INPUT RECORDS:
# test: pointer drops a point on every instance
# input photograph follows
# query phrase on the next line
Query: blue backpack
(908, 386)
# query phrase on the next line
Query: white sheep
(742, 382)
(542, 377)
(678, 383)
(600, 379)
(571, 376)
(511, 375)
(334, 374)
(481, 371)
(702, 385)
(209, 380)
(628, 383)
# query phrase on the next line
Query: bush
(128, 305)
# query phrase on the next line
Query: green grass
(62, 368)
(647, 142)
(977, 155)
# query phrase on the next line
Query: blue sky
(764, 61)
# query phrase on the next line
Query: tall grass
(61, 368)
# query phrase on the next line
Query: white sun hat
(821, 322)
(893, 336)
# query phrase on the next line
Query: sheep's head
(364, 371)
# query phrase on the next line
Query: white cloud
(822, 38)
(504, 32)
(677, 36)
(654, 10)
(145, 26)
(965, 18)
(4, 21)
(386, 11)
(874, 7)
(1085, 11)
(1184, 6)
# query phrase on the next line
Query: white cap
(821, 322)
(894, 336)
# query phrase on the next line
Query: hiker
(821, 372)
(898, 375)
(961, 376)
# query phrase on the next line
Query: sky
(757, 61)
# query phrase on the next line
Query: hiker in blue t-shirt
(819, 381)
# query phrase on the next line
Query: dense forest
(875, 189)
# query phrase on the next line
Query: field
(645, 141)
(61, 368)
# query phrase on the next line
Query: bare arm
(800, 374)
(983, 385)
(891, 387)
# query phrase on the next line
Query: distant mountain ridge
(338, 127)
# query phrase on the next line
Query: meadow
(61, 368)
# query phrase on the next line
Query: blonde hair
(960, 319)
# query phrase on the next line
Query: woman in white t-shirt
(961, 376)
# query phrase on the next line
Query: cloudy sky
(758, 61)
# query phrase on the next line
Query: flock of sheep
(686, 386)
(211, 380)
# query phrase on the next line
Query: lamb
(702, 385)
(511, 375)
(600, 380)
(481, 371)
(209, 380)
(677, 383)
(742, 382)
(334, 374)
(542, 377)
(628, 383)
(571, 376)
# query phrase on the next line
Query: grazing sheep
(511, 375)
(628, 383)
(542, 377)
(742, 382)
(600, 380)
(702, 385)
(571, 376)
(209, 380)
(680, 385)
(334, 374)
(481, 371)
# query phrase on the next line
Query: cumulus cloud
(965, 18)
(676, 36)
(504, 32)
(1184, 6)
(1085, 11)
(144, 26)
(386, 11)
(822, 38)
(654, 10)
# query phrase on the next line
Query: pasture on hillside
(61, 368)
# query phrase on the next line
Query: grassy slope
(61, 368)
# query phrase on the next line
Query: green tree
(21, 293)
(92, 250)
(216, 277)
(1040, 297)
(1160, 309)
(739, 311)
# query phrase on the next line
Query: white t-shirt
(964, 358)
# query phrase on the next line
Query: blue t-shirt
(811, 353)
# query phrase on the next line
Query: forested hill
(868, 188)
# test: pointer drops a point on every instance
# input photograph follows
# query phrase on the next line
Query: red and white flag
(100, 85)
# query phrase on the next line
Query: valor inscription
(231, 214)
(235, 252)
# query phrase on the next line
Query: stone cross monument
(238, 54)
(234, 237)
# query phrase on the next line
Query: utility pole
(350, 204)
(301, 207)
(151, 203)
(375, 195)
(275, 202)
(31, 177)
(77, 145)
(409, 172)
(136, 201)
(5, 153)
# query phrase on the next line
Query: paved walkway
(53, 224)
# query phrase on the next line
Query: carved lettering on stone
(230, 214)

EXERCISE INSTRUCTIONS: Reproduce each record exactly as it appears.

SOLUTION FOR THIS EXERCISE:
# test: pointer drops a point on every instance
# input photograph follows
# query phrase on the next line
Query: blue backpack
(908, 386)
# query phrase on the next line
Query: white sheep
(742, 382)
(542, 377)
(678, 383)
(600, 379)
(571, 376)
(511, 375)
(334, 374)
(481, 371)
(702, 385)
(209, 380)
(628, 383)
# query phrase on the next line
Query: bush
(128, 305)
# query phrase on the next line
Query: green grass
(62, 368)
(647, 142)
(977, 155)
# query phrase on the next line
Query: blue sky
(764, 61)
# query phrase on the next line
Query: tall grass
(61, 368)
# query phrase on the next line
Query: white sun hat
(821, 322)
(893, 336)
# query phrase on the next line
Query: sheep's head
(364, 371)
# query phrase on the next line
Query: white cloud
(822, 38)
(504, 32)
(677, 36)
(654, 10)
(145, 26)
(965, 18)
(4, 21)
(386, 11)
(874, 7)
(1085, 11)
(1184, 6)
# query phrase on the next line
Query: white cap
(821, 322)
(894, 336)
# query phrase on the next line
Query: hiker
(821, 372)
(898, 375)
(961, 376)
# query phrase on the next line
Query: sky
(757, 61)
# query phrase on the next line
Query: hiker in blue t-shirt
(819, 381)
# query phrase on the next line
Query: dense forest
(875, 189)
# query phrase on the next line
Query: field
(645, 141)
(61, 368)
# query phrase on the next line
Query: bare arm
(800, 374)
(983, 385)
(891, 387)
# query phrase on the next line
Query: distant mountain ridge
(338, 127)
# query phrase on the next line
Query: meadow
(61, 368)
# query phrase on the next line
Query: blonde hair
(960, 319)
# query phrase on the next line
Query: woman in white t-shirt
(961, 376)
# query phrase on the next line
Query: cloudy sky
(758, 61)
# query phrase on the next line
Query: flock of sheep
(686, 386)
(211, 380)
# query phrase on the next line
Query: lamb
(702, 385)
(511, 375)
(600, 380)
(481, 371)
(209, 380)
(677, 383)
(742, 382)
(334, 374)
(542, 377)
(628, 383)
(571, 376)
# query phrase on the next line
Query: grazing sheep
(511, 375)
(628, 383)
(542, 377)
(742, 382)
(600, 380)
(702, 385)
(571, 376)
(209, 380)
(680, 385)
(334, 374)
(481, 371)
# query phrase on the next line
Query: cumulus cloud
(965, 18)
(676, 36)
(504, 32)
(1184, 6)
(1085, 11)
(144, 26)
(386, 11)
(822, 38)
(654, 10)
# query phrase on the next line
Query: pasture on hillside
(61, 368)
# query phrase on the next line
Query: grassy slope
(61, 368)
# query phrase on the next line
Query: green tree
(21, 293)
(92, 250)
(216, 277)
(1040, 297)
(1160, 309)
(739, 311)
# query phrase on the next line
Query: white t-shirt
(964, 358)
# query phrase on the next line
Query: blue t-shirt
(811, 353)
# query phrase on the next line
Query: forested hill
(868, 188)
# test: pointer drops a point on every instance
# input photograph follows
# query phrase on the next line
Query: red and white flag
(100, 85)
# query phrase on the next line
Query: valor inscription
(231, 214)
(235, 252)
# query phrase on the next line
Query: stone cross monument
(238, 54)
(234, 237)
# query phrase on the next line
Query: utility pole
(350, 204)
(301, 207)
(151, 203)
(375, 195)
(275, 202)
(31, 177)
(77, 145)
(409, 172)
(136, 201)
(5, 153)
# query phrase on the next line
Query: paved walkway
(53, 224)
# query phrase on the next line
Query: carved lettering on stone
(230, 214)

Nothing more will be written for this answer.